The data →
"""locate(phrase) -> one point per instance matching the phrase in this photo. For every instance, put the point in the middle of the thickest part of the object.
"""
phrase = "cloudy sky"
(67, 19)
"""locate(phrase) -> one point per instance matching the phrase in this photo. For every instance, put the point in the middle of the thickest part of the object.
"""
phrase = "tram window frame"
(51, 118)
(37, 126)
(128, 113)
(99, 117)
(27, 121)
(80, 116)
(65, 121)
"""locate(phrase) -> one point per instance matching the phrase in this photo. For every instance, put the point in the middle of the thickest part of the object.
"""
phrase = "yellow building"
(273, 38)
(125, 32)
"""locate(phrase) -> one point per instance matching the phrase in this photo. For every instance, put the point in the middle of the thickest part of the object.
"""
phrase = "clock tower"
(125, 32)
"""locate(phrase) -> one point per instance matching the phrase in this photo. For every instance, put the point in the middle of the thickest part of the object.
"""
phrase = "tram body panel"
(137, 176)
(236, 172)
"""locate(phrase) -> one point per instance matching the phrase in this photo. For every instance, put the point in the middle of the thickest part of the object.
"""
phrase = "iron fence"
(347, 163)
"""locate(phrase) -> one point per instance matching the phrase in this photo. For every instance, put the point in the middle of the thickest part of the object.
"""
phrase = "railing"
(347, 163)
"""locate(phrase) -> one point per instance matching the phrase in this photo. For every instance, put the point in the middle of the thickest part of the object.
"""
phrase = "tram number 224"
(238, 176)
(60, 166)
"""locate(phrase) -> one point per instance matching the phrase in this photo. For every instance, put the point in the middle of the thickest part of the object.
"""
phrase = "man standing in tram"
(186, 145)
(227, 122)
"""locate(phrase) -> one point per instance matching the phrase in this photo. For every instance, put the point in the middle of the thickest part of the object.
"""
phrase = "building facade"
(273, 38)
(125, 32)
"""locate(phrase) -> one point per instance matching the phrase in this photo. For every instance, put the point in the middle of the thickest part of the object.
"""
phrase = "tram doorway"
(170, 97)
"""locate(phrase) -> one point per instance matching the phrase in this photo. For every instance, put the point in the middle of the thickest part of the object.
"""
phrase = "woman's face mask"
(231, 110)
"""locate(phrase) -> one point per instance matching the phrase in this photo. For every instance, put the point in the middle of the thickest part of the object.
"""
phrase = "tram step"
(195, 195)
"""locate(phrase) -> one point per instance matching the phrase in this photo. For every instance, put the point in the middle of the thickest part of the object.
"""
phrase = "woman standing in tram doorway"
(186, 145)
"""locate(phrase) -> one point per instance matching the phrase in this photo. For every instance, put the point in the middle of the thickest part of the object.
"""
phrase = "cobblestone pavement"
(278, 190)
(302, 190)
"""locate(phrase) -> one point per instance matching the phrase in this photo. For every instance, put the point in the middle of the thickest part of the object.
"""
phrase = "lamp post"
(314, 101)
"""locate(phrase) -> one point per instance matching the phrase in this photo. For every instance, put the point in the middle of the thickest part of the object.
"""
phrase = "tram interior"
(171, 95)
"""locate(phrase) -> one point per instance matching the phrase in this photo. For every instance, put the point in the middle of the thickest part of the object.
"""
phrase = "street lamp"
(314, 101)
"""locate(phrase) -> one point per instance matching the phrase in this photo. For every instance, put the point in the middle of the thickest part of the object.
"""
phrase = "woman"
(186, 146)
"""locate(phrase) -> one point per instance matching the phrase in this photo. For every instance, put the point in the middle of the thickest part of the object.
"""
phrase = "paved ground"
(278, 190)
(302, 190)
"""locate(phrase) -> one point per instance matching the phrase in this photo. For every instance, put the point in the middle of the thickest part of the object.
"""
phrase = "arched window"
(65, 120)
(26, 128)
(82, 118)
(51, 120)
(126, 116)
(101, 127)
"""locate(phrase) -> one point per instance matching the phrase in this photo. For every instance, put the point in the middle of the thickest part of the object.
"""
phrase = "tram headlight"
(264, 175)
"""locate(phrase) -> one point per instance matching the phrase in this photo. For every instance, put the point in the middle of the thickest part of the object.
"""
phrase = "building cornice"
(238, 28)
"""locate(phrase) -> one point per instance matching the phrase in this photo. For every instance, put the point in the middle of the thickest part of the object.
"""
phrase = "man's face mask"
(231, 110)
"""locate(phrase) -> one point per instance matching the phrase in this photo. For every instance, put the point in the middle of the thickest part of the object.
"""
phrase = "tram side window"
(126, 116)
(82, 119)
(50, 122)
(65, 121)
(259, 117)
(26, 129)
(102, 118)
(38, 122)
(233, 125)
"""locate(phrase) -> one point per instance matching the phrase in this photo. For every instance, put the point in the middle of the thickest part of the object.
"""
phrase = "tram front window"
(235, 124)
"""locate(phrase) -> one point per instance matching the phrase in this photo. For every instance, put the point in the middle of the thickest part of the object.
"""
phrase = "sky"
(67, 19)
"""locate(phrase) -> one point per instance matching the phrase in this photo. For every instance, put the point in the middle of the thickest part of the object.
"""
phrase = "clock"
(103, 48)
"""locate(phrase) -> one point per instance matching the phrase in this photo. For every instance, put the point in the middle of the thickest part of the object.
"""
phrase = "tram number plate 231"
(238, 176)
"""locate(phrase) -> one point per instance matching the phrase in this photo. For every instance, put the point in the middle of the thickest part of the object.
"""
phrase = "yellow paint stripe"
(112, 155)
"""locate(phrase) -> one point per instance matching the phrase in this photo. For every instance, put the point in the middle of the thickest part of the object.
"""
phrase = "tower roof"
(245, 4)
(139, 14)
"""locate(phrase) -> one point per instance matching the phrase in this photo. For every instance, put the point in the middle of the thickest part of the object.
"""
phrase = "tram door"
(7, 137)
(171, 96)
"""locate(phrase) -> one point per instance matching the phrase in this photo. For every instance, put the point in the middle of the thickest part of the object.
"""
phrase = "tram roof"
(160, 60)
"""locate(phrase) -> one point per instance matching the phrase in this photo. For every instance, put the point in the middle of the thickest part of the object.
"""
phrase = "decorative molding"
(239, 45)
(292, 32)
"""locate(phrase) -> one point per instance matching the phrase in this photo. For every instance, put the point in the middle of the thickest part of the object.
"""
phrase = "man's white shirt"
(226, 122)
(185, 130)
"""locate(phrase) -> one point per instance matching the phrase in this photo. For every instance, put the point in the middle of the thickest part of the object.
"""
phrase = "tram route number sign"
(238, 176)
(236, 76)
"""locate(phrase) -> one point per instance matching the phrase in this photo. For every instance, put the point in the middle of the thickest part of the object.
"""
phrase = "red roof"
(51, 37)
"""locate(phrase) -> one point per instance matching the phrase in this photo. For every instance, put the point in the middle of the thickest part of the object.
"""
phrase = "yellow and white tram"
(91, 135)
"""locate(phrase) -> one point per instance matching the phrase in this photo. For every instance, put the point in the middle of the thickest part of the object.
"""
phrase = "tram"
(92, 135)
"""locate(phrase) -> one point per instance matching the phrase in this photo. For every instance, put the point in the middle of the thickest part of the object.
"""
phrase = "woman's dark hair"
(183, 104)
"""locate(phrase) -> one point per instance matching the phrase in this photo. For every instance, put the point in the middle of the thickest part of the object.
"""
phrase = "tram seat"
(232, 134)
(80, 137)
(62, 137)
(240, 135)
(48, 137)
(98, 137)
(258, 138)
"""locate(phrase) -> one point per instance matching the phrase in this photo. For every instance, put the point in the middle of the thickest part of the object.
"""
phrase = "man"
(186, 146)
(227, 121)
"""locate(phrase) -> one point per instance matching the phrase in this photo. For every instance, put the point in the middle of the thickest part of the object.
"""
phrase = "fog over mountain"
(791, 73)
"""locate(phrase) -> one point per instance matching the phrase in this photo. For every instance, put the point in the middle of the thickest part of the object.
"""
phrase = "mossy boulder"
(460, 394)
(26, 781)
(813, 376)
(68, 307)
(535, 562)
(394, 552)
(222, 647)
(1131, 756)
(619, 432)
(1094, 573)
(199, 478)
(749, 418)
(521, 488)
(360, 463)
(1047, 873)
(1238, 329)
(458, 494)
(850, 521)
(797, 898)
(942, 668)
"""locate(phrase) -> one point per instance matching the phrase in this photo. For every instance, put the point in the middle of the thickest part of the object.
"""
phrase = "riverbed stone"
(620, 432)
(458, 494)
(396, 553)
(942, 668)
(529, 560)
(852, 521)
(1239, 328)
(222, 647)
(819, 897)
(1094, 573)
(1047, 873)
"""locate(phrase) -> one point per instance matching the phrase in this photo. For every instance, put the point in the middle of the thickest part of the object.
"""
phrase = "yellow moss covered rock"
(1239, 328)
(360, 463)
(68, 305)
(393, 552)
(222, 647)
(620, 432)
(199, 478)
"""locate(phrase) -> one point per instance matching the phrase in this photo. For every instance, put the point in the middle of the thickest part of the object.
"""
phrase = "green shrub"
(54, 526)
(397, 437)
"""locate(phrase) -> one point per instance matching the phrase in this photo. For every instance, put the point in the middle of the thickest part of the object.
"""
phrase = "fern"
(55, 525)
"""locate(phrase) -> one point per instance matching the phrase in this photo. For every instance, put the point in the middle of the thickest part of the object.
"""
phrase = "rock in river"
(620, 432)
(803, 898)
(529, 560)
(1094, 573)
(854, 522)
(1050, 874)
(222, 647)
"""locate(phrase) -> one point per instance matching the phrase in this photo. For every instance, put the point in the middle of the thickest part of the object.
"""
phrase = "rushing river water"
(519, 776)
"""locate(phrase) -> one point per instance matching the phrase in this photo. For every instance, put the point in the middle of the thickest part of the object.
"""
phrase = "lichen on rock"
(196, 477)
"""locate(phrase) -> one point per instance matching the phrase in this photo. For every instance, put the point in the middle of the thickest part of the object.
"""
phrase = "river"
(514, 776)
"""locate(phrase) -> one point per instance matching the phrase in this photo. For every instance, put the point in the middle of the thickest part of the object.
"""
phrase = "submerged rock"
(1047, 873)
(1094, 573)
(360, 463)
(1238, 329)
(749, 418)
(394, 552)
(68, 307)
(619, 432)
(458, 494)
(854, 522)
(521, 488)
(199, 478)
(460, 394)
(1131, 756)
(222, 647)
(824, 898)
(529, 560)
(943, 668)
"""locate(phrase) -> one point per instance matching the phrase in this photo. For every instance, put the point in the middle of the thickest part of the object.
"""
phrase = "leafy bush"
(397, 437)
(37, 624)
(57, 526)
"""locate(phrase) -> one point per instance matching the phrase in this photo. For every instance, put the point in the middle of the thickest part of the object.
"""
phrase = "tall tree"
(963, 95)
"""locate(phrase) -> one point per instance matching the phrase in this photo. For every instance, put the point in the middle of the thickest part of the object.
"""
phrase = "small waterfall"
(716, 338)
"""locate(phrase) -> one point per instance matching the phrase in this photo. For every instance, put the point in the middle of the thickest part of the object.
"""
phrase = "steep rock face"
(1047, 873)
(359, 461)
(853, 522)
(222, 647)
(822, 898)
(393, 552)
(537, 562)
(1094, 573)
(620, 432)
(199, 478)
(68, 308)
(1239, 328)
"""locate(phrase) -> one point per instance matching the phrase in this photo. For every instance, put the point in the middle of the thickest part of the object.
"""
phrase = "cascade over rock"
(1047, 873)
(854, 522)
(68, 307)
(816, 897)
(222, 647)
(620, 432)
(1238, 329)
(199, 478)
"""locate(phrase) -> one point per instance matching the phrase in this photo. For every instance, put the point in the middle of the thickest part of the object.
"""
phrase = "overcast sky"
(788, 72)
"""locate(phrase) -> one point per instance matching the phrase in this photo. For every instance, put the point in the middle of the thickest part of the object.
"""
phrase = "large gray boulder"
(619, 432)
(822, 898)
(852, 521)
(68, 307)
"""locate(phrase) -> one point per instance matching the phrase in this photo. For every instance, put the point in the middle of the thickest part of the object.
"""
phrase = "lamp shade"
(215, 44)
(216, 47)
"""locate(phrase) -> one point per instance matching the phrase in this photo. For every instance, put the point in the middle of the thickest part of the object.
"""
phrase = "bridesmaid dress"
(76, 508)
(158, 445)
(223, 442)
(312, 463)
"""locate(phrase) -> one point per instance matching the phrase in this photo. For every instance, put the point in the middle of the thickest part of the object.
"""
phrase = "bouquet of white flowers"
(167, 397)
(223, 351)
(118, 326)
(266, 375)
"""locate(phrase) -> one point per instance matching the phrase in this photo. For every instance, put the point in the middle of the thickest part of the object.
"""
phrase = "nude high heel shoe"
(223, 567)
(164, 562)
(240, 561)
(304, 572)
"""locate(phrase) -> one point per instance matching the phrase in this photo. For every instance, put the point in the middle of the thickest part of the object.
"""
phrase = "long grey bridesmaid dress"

Task instructions → Collect and copy out every line above that contains the string "building". Case counts.

Expected output →
phrase = "yellow building"
phrase = "building facade"
phrase = "building cornice"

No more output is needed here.